▸ TASK DESCRIPTION
Repeat each entry below without omitting a single word.
--- INPUT FOR THIS TASK ---
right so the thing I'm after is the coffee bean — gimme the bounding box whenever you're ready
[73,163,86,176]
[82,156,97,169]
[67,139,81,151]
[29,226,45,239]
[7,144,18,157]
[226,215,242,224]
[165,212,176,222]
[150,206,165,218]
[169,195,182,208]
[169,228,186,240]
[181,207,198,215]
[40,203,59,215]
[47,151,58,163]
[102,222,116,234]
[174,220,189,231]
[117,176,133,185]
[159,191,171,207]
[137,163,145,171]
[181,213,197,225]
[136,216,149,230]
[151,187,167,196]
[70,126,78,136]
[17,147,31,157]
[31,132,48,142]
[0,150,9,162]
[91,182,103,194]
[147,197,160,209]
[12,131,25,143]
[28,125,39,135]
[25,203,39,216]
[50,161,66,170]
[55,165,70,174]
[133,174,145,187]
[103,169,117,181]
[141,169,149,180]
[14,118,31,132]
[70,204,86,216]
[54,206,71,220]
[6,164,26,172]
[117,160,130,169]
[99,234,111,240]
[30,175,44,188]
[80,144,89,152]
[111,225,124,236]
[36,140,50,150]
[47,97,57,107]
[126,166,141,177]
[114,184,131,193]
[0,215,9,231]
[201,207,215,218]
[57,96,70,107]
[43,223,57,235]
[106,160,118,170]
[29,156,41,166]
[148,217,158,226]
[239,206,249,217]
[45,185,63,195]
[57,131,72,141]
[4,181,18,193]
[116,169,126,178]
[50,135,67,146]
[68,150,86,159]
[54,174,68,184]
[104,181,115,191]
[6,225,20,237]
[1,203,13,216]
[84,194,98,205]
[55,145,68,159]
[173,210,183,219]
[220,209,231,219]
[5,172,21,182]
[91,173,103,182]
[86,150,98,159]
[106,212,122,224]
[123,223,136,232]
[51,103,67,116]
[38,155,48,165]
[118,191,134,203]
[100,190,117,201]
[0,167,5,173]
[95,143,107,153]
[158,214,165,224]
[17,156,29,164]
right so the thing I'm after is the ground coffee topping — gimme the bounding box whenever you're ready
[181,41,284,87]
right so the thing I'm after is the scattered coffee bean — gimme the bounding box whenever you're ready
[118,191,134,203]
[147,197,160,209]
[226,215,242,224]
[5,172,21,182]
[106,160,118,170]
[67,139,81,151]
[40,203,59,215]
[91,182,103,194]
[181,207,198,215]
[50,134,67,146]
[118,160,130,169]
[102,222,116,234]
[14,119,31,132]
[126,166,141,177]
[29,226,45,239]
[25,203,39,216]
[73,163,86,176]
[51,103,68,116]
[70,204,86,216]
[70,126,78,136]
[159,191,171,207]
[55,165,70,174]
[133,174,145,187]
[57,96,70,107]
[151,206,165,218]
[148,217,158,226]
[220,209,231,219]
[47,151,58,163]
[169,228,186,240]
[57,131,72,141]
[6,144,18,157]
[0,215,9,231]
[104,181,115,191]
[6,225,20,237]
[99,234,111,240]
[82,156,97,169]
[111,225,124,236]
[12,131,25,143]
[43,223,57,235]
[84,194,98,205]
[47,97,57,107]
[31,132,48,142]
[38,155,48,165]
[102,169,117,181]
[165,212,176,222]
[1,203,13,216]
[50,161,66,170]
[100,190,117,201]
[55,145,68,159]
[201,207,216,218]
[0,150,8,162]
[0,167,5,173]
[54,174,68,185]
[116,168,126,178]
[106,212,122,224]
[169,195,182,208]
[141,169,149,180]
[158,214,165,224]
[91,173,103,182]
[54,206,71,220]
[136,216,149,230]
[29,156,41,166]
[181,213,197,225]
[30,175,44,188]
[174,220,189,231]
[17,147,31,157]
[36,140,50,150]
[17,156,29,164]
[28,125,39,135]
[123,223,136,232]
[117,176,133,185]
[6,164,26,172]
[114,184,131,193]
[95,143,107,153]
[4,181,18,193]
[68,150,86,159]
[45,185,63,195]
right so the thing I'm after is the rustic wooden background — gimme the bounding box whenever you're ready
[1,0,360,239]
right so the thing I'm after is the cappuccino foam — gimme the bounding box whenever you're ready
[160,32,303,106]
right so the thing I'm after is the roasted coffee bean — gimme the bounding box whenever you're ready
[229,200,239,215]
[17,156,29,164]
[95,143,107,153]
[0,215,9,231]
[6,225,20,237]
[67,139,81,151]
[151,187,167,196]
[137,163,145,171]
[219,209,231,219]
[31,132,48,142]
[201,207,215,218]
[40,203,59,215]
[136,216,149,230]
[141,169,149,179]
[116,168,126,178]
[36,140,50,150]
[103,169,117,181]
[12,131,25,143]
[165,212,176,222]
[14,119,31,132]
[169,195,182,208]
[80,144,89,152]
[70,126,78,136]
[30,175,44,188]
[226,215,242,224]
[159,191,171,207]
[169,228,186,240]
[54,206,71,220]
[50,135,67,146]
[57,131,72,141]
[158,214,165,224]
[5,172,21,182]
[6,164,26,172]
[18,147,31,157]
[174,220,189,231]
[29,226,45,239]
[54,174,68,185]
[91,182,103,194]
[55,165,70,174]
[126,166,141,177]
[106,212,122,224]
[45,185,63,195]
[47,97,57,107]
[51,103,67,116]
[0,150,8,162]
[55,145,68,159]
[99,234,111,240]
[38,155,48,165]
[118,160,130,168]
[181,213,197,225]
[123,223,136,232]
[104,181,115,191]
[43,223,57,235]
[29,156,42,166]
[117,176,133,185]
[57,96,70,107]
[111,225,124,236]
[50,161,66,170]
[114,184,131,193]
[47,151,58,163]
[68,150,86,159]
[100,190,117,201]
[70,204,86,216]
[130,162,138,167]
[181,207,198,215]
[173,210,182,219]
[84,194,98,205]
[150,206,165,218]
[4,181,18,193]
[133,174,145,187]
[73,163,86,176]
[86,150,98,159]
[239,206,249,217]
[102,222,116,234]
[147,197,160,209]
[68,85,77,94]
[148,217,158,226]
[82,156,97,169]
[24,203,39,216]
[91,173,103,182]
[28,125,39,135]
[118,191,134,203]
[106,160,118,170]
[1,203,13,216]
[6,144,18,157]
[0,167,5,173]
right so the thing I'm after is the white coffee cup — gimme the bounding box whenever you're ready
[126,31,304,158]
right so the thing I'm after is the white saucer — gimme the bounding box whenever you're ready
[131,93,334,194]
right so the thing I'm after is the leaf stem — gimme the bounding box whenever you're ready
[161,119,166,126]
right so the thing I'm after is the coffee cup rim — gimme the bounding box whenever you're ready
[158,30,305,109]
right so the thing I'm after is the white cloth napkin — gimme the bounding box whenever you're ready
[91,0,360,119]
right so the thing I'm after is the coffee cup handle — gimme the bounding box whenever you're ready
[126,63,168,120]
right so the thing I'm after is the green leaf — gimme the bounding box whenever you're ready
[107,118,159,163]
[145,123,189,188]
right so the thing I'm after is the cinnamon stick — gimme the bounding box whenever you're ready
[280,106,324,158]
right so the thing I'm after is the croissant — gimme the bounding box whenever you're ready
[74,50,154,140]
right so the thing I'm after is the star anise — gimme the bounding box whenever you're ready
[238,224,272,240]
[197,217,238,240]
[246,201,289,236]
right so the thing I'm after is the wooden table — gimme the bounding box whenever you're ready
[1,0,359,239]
---
▸ SOLUTION FOR THIS PROBLEM
right so the thing I'm after is the coffee bean — gimme the bounding box whenever you're ready
[73,163,86,176]
[82,156,97,169]
[67,139,81,151]
[29,226,45,239]
[7,144,18,157]
[226,215,242,224]
[165,212,176,222]
[150,206,165,218]
[169,195,182,208]
[169,228,186,240]
[181,207,198,215]
[40,203,59,215]
[47,151,58,163]
[102,222,116,234]
[174,220,189,231]
[117,176,133,185]
[159,191,171,207]
[137,163,145,171]
[181,213,197,225]
[136,216,149,230]
[151,187,167,196]
[70,126,78,136]
[17,147,31,157]
[31,132,48,142]
[0,150,9,162]
[91,182,103,194]
[147,197,160,209]
[12,131,25,143]
[28,125,39,135]
[25,203,39,216]
[50,161,66,170]
[55,165,70,174]
[133,174,145,187]
[103,169,117,181]
[141,169,149,180]
[14,118,31,132]
[70,204,86,216]
[54,206,71,220]
[6,164,26,172]
[117,160,130,169]
[99,234,111,240]
[30,175,44,188]
[80,144,89,152]
[111,225,124,236]
[36,140,50,150]
[47,97,57,107]
[126,166,141,177]
[114,184,131,193]
[0,215,9,231]
[201,207,215,218]
[57,96,70,107]
[43,223,57,235]
[106,160,118,170]
[29,156,41,166]
[148,217,158,226]
[239,206,249,217]
[45,185,63,195]
[57,131,72,141]
[4,181,18,193]
[116,169,126,178]
[50,135,67,146]
[68,150,86,159]
[54,174,68,184]
[104,181,115,191]
[6,225,20,237]
[1,203,13,216]
[84,194,98,205]
[55,145,68,159]
[173,210,183,219]
[220,209,231,219]
[5,172,21,182]
[91,173,103,182]
[86,150,98,159]
[106,212,122,224]
[123,223,136,232]
[51,103,67,116]
[38,155,48,165]
[118,191,134,203]
[100,190,117,201]
[0,167,5,173]
[95,143,107,153]
[158,214,165,224]
[17,156,29,164]
right so the thing I'm after is the ground coffee topping — gimme the bounding box whenever you're ready
[181,41,284,87]
right so the thing I'm after is the scattered coffee bean — gimme the bounding box whenever you're ready
[118,191,134,203]
[147,197,160,209]
[226,215,242,224]
[5,172,21,182]
[106,160,118,170]
[67,139,81,151]
[40,203,59,215]
[91,182,103,194]
[181,207,198,215]
[50,134,67,146]
[118,160,130,169]
[102,222,116,234]
[14,119,31,132]
[126,166,141,177]
[29,226,45,239]
[25,203,39,216]
[73,163,86,176]
[51,103,68,116]
[70,204,86,216]
[70,126,78,136]
[159,191,171,207]
[55,165,70,174]
[133,174,145,187]
[57,96,70,107]
[151,206,165,218]
[148,217,158,226]
[220,209,231,219]
[47,151,58,163]
[169,228,186,240]
[57,131,72,141]
[6,144,18,157]
[0,215,9,231]
[104,181,115,191]
[6,225,20,237]
[99,234,111,240]
[82,156,97,169]
[111,225,124,236]
[12,131,25,143]
[43,223,57,235]
[84,194,98,205]
[47,97,57,107]
[31,132,48,142]
[38,155,48,165]
[102,169,117,181]
[165,212,176,222]
[1,203,13,216]
[50,161,66,170]
[100,190,117,201]
[55,145,68,159]
[201,207,216,218]
[0,150,8,162]
[0,167,5,173]
[54,174,68,185]
[116,168,126,178]
[106,212,122,224]
[169,195,182,208]
[141,169,149,180]
[158,214,165,224]
[91,173,103,182]
[54,206,71,220]
[136,216,149,230]
[29,156,41,166]
[181,213,197,225]
[30,175,44,188]
[174,220,189,231]
[17,147,31,157]
[36,140,50,150]
[17,156,29,164]
[28,125,39,135]
[123,223,136,232]
[117,176,133,185]
[6,164,26,172]
[114,184,131,193]
[95,143,107,153]
[4,181,18,193]
[68,150,86,159]
[45,185,63,195]
right so the thing I'm after is the rustic wooden background — gimme the bounding box whenever you're ready
[1,0,360,239]
right so the thing I'm after is the cappuccino foam — gimme the bounding box whenever you're ready
[160,32,303,106]
right so the thing I'm after is the roasted coffee bean — gimme the bounding box whenever you're ready
[229,200,239,215]
[17,156,29,164]
[95,143,107,153]
[0,215,9,231]
[6,225,20,237]
[67,139,81,151]
[151,187,167,196]
[137,163,145,171]
[219,209,231,219]
[31,132,48,142]
[201,207,215,218]
[40,203,59,215]
[136,216,149,230]
[141,169,149,179]
[116,168,126,178]
[36,140,50,150]
[103,169,117,181]
[12,131,25,143]
[165,212,176,222]
[14,119,31,132]
[169,195,182,208]
[80,144,89,152]
[70,126,78,136]
[30,175,44,188]
[226,215,242,224]
[159,191,171,207]
[169,228,186,240]
[54,206,71,220]
[50,135,67,146]
[57,131,72,141]
[158,214,165,224]
[5,172,21,182]
[6,164,26,172]
[18,147,31,157]
[174,220,189,231]
[29,226,45,239]
[54,174,68,185]
[91,182,103,194]
[55,165,70,174]
[126,166,141,177]
[106,212,122,224]
[45,185,63,195]
[47,97,57,107]
[51,103,67,116]
[0,150,8,162]
[55,145,68,159]
[99,234,111,240]
[38,155,48,165]
[118,160,130,168]
[181,213,197,225]
[123,223,136,232]
[104,181,115,191]
[43,223,57,235]
[29,156,42,166]
[117,176,133,185]
[57,96,70,107]
[111,225,124,236]
[50,161,66,170]
[114,184,131,193]
[47,151,58,163]
[68,150,86,159]
[100,190,117,201]
[70,204,86,216]
[130,162,138,167]
[181,207,198,215]
[173,210,182,219]
[84,194,98,205]
[150,206,165,218]
[4,181,18,193]
[133,174,145,187]
[73,163,86,176]
[86,150,98,159]
[239,206,249,217]
[102,222,116,234]
[147,197,160,209]
[68,85,77,94]
[148,217,158,226]
[82,156,97,169]
[24,203,39,216]
[91,173,103,182]
[28,125,39,135]
[118,191,134,203]
[106,160,118,170]
[1,203,13,216]
[6,144,18,157]
[0,167,5,173]
right so the thing I'm after is the white coffee cup — gimme the bounding box whenever you're ready
[126,31,304,158]
right so the thing I'm after is the white saucer — gimme the bounding box whenever you're ready
[131,93,334,194]
right so the thing I'm after is the leaf stem — gimme the bounding box whenever you're ready
[161,119,166,126]
right so the thing I'm after is the coffee cup rim — gimme the bounding box whenever you're ready
[158,30,305,109]
right so the thing I'm after is the white cloth napkin — gimme the bounding box whenever you're ready
[91,0,360,119]
right so the thing I'm after is the coffee cup handle — gimme the bounding box whenever you're ready
[126,63,168,120]
right so the thing I'm after is the green leaf — gimme the bounding box whenever you're ready
[107,118,159,163]
[145,123,189,188]
right so the thing I'm after is the cinnamon stick — gimme the bounding box whenever you're ready
[280,106,324,158]
right so the thing I'm after is the croissant — gimme the bounding box whenever you're ready
[74,50,154,140]
right so the thing I'm after is the star anise — gimme the bounding box whenever you're ready
[238,224,272,240]
[197,217,238,240]
[246,201,289,236]
right so the thing I'm after is the wooden table — gimme the bounding box whenever you're ready
[1,0,359,239]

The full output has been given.